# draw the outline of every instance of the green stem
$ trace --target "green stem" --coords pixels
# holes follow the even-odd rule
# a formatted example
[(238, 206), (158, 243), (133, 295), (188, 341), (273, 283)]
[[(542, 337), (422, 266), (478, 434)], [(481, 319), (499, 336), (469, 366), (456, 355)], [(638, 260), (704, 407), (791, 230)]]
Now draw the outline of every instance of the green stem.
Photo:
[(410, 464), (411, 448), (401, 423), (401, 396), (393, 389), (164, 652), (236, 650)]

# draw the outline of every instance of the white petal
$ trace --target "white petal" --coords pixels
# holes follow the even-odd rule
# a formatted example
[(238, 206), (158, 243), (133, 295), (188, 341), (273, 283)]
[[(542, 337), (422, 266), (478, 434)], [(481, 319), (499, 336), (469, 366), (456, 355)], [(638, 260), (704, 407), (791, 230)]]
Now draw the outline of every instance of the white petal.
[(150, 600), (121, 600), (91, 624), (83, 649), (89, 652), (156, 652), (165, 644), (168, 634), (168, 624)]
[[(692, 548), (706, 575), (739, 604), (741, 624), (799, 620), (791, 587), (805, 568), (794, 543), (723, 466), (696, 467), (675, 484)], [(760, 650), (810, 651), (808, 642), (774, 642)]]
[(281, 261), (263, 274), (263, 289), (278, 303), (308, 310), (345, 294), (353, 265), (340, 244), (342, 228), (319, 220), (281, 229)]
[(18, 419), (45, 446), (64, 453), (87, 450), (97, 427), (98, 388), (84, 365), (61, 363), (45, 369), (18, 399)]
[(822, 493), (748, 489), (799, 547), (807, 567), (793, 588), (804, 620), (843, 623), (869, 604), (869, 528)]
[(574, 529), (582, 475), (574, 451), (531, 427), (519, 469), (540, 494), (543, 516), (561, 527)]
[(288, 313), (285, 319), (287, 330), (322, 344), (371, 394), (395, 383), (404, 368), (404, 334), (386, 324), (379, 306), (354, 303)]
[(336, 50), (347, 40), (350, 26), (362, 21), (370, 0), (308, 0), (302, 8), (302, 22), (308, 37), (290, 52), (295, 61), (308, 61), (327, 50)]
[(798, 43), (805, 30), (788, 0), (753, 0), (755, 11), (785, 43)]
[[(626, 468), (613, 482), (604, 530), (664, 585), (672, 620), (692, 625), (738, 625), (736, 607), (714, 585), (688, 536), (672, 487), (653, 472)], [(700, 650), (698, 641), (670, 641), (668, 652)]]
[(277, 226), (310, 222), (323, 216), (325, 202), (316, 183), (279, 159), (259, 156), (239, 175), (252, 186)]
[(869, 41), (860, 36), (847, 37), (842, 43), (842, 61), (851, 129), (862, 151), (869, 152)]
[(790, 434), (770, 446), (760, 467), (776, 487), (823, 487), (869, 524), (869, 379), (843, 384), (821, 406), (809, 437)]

════════════════

- [Problem to solve]
Quote all of the records above word for word, with every line and character reproduced unchanged.

- [Correct answer]
# draw the outline of every instance of the green stem
$ trace --target "green stem" --coords pixels
# holes follow the even-odd rule
# a formatted example
[(238, 206), (158, 243), (133, 295), (188, 341), (273, 283)]
[[(542, 337), (422, 266), (478, 434)], [(481, 319), (499, 336), (469, 366), (456, 355)], [(638, 260), (704, 407), (791, 230)]]
Now draw the outline of every instance of the green stem.
Photo:
[(410, 464), (411, 448), (401, 423), (401, 396), (393, 389), (164, 652), (236, 650)]

# draw the outline of every instance of the white petal
$ trace --target "white petal" --coords pixels
# holes follow the even-odd rule
# a formatted example
[(238, 206), (158, 243), (133, 295), (188, 341), (273, 283)]
[[(542, 337), (422, 266), (478, 434)], [(481, 319), (499, 336), (469, 366), (456, 355)], [(638, 260), (704, 407), (791, 230)]]
Now draw the outline of every instance of the white petal.
[(150, 600), (121, 600), (91, 624), (83, 649), (89, 652), (156, 652), (165, 644), (168, 634), (168, 624)]
[[(692, 548), (706, 575), (739, 604), (741, 624), (799, 620), (791, 587), (805, 568), (794, 543), (723, 466), (696, 467), (675, 484)], [(760, 650), (810, 651), (808, 642), (774, 642)]]
[(281, 261), (263, 274), (263, 289), (278, 303), (308, 310), (345, 294), (353, 265), (340, 244), (342, 228), (319, 220), (281, 229)]
[(18, 419), (45, 446), (64, 453), (87, 450), (97, 427), (98, 388), (84, 365), (61, 363), (45, 369), (18, 399)]
[(822, 493), (748, 489), (799, 547), (807, 567), (793, 588), (804, 620), (843, 623), (869, 604), (869, 528)]
[(574, 529), (582, 475), (574, 451), (531, 427), (519, 469), (540, 494), (543, 516), (561, 527)]
[(288, 313), (285, 319), (287, 330), (322, 344), (371, 394), (395, 383), (404, 368), (404, 334), (386, 324), (379, 306), (354, 303)]
[(336, 50), (347, 40), (350, 26), (362, 21), (370, 0), (308, 0), (302, 8), (302, 22), (308, 37), (290, 52), (295, 61), (308, 61), (327, 50)]
[(798, 43), (805, 30), (788, 0), (753, 0), (755, 11), (785, 43)]
[[(626, 468), (613, 482), (604, 530), (664, 585), (672, 620), (692, 625), (738, 625), (736, 607), (714, 585), (688, 536), (672, 487), (653, 472)], [(700, 650), (698, 641), (670, 641), (668, 652)]]
[(277, 226), (310, 222), (323, 216), (325, 202), (316, 183), (279, 159), (259, 156), (239, 175), (252, 186)]
[(869, 41), (860, 36), (847, 37), (842, 43), (842, 61), (851, 129), (862, 151), (869, 152)]
[(790, 434), (770, 446), (760, 467), (776, 487), (823, 487), (869, 524), (869, 379), (843, 384), (821, 406), (809, 437)]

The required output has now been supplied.